> 阅读材料
################
使用cocoapi遇到的坑及爬坑记录

使用cocoapi遇到的坑及爬坑记录

  • 问题一:模型评估阶段,数据类型不匹配
  • 问题二:模型评估阶段,读取预测结果时传的列表为空

近期在做基于coco数据集的实验,这两天又幸运地薅到了实验室一台服务器,搬运一波代码配好环境之后发现在服务器上使用coco自带的api做evaluation的时候报错了,卡了好久才把问题都解决。以下是遇到的两个问题以及爬坑的记录。

问题一:模型评估阶段,数据类型不匹配

错误信息
TypeError: object of type cannot be safely interpreted as an integer

原因
问题出在 cocoapi 库的 cocoval.py 中的 Params类,代码如下:

class Params:
    '''
    Params for coco evaluation api
    '''
    def setDetParams(self):
        self.imgIds = []
        self.catIds = []
        # np.arange causes trouble.  the data point on arange is slightly larger than the true value
        self.iouThrs = np.linspace(.5, 0.95, int(np.round((0.95 - .5) / .05)) + 1, endpoint=True)
        self.recThrs = np.linspace(.0, 1.00, int(np.round((1.00 - .0) / .01)) + 1, endpoint=True)
################
> 数据摘录
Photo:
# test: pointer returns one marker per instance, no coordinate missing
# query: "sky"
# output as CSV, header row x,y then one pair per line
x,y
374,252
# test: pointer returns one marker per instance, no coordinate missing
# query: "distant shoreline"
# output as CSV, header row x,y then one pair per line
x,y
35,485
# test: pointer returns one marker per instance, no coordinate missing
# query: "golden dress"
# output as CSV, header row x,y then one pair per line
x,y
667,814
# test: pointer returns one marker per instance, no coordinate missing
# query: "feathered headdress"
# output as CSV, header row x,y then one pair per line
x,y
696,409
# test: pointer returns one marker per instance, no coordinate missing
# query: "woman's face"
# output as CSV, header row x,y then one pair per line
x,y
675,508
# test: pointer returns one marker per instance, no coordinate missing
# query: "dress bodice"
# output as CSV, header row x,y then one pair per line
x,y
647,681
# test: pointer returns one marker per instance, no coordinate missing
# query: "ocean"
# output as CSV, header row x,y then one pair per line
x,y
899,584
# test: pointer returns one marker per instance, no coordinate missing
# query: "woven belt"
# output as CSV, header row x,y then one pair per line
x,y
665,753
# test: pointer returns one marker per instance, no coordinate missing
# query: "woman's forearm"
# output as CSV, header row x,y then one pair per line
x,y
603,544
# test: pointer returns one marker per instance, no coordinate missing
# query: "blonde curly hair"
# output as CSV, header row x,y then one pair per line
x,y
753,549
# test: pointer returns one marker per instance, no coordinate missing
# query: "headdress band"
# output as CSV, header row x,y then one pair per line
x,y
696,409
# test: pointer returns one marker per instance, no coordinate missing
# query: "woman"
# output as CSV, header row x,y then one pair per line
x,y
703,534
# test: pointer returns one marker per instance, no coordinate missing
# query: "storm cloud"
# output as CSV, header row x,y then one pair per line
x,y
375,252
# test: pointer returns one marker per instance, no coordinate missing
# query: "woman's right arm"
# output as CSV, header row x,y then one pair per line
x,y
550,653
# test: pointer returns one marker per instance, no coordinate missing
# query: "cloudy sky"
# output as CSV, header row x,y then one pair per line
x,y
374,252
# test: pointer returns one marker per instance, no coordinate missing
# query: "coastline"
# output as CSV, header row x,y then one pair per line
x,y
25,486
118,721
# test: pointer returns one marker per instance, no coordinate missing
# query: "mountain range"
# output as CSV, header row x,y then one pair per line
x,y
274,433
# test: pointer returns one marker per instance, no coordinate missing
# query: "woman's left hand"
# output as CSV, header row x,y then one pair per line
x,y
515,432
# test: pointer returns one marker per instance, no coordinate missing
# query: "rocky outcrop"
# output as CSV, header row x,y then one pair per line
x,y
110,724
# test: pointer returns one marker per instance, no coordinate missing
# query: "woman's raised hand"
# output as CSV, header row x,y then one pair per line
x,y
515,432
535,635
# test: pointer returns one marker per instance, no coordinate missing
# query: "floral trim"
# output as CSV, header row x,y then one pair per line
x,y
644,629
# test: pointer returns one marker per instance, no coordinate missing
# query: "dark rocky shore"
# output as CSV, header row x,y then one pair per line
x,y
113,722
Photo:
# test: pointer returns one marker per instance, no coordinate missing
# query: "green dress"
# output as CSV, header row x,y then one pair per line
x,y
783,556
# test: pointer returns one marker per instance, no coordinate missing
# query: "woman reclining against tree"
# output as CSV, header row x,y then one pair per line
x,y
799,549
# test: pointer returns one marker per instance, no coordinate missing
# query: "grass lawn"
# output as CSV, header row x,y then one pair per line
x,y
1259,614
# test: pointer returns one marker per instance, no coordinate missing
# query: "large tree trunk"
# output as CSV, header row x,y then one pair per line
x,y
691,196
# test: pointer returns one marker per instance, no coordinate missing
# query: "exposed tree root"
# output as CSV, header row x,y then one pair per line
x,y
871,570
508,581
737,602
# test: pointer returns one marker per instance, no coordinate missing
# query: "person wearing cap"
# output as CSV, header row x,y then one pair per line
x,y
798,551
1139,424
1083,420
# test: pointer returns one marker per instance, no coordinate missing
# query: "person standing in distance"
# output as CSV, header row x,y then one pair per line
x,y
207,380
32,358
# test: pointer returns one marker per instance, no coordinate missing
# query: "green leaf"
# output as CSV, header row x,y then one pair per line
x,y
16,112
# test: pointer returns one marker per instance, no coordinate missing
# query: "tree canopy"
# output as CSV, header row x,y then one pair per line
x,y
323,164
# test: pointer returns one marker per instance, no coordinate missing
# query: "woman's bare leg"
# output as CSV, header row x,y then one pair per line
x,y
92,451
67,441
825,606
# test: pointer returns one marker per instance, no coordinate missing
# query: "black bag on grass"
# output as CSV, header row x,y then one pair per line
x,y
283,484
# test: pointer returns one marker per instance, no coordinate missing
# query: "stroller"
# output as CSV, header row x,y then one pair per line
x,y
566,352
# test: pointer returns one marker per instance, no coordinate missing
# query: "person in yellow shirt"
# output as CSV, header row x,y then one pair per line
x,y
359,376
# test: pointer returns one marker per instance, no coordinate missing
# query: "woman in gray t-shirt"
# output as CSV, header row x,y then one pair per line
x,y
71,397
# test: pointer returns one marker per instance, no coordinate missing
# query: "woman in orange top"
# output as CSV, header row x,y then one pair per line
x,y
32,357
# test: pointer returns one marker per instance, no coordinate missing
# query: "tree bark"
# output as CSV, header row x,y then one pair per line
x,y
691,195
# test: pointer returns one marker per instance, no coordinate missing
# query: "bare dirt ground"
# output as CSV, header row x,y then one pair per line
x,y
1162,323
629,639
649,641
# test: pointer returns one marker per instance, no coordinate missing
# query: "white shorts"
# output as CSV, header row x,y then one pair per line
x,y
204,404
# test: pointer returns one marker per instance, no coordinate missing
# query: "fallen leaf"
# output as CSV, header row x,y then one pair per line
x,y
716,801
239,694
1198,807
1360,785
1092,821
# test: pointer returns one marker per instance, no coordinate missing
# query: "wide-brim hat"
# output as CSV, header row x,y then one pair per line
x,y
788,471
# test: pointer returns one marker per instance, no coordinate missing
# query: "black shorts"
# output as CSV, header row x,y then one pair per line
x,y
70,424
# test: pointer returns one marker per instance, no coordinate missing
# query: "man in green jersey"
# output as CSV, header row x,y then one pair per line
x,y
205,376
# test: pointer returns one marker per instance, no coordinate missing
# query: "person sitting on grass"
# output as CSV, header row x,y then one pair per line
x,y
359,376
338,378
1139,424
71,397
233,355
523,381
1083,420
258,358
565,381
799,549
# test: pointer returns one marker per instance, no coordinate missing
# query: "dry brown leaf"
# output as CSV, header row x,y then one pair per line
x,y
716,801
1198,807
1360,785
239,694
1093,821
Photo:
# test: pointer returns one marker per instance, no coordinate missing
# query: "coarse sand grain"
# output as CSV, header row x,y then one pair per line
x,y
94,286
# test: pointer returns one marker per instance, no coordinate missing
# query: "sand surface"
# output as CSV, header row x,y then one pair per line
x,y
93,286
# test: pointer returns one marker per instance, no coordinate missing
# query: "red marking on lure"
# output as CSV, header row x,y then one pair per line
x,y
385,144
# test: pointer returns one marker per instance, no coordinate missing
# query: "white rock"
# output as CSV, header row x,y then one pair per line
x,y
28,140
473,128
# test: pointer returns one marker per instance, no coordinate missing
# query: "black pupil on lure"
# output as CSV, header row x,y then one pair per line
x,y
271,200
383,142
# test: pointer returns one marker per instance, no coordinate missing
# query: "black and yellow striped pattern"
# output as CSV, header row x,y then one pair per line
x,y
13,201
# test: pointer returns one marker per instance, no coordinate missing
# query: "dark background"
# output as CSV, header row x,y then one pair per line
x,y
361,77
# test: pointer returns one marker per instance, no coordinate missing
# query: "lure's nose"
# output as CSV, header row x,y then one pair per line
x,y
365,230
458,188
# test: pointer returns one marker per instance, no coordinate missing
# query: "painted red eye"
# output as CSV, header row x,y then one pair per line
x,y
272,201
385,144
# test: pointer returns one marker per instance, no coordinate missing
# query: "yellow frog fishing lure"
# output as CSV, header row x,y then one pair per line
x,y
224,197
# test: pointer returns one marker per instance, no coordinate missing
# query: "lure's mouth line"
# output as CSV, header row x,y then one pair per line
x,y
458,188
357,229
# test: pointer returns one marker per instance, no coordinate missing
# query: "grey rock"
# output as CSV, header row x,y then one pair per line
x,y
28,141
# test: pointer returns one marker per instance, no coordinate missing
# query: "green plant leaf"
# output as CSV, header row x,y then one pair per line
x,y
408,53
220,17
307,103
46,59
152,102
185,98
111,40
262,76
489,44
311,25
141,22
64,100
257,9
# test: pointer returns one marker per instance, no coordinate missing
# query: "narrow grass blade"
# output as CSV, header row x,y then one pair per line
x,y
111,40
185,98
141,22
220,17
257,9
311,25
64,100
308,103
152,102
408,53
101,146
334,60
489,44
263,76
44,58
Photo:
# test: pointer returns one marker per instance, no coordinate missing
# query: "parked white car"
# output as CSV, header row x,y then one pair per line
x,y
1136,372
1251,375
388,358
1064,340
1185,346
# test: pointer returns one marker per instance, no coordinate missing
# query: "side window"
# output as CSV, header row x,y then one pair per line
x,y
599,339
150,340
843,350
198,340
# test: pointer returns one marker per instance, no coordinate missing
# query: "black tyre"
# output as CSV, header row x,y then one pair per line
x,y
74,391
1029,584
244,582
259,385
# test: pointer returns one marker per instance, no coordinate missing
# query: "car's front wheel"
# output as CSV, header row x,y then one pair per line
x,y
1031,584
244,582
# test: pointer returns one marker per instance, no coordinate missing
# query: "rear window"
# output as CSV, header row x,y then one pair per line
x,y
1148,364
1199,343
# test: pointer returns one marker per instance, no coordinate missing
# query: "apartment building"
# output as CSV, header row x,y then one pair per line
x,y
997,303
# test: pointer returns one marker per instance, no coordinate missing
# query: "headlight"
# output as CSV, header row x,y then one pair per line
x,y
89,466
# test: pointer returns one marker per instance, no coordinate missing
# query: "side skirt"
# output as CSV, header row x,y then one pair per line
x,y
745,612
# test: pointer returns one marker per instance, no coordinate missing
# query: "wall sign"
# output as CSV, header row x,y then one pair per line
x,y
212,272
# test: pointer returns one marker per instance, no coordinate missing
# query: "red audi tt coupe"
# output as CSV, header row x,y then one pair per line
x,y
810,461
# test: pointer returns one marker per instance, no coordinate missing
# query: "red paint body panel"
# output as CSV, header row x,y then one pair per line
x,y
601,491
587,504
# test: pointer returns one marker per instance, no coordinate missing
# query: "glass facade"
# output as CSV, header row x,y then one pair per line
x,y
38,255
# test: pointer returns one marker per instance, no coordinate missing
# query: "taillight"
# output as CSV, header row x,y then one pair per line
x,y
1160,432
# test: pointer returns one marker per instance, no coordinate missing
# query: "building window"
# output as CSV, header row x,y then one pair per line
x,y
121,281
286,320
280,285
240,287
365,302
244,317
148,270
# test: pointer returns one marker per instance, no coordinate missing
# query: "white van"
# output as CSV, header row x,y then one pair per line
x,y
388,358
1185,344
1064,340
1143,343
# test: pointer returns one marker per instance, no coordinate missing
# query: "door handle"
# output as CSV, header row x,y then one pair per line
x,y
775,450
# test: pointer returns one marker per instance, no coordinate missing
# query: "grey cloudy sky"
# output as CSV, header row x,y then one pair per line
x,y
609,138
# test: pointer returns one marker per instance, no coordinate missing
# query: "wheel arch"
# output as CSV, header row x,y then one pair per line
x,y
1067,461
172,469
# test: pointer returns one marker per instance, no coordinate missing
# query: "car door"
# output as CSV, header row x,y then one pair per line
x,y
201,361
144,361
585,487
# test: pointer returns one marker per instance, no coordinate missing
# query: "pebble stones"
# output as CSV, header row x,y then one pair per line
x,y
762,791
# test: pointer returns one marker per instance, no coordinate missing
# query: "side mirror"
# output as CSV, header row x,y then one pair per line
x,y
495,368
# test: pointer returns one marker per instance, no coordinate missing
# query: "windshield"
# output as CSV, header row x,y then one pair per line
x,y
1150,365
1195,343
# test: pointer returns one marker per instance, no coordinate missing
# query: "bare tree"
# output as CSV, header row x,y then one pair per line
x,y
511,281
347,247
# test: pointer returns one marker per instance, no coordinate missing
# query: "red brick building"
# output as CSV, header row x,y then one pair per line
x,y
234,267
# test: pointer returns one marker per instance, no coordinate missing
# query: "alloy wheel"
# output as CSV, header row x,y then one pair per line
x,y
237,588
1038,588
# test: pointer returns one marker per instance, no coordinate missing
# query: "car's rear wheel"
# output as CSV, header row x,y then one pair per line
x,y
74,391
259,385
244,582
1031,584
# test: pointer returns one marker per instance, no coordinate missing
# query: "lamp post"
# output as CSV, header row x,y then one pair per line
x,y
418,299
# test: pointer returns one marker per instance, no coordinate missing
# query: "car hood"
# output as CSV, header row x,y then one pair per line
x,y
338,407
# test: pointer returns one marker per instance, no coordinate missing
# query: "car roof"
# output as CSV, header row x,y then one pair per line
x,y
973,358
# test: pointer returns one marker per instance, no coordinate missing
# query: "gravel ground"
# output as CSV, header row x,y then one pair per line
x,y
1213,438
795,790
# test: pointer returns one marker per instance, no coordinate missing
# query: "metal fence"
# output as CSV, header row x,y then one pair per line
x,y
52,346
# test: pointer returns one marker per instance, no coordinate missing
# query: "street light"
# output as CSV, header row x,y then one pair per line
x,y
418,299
################
> 任务要求
请把上面那篇讲 cocoapi 踩坑记录的阅读材料从头到尾一字不差地重新抄写一遍。

> 任务输出
使用cocoapi遇到的坑及爬坑记录

使用cocoapi遇到的坑及爬坑记录

  • 问题一:模型评估阶段,数据类型不匹配
  • 问题二:模型评估阶段,读取预测结果时传的列表为空

近期在做基于coco数据集的实验,这两天又幸运地薅到了实验室一台服务器,搬运一波代码配好环境之后发现在服务器上使用coco自带的api做evaluation的时候报错了,卡了好久才把问题都解决。以下是遇到的两个问题以及爬坑的记录。

问题一:模型评估阶段,数据类型不匹配

错误信息
TypeError: object of type cannot be safely interpreted as an integer

原因
问题出在 cocoapi 库的 cocoval.py 中的 Params类,代码如下:

class Params:
    '''
    Params for coco evaluation api
    '''
    def setDetParams(self):
        self.imgIds = []
        self.catIds = []
        # np.arange causes trouble.  the data point on arange is slightly larger than the true value
        self.iouThrs = np.linspace(.5, 0.95, int(np.round((0.95 - .5) / .05)) + 1, endpoint=True)
        self.recThrs = np.linspace(.0, 1.00, int(np.round((1.00 - .0) / .01)) + 1, endpoint=True)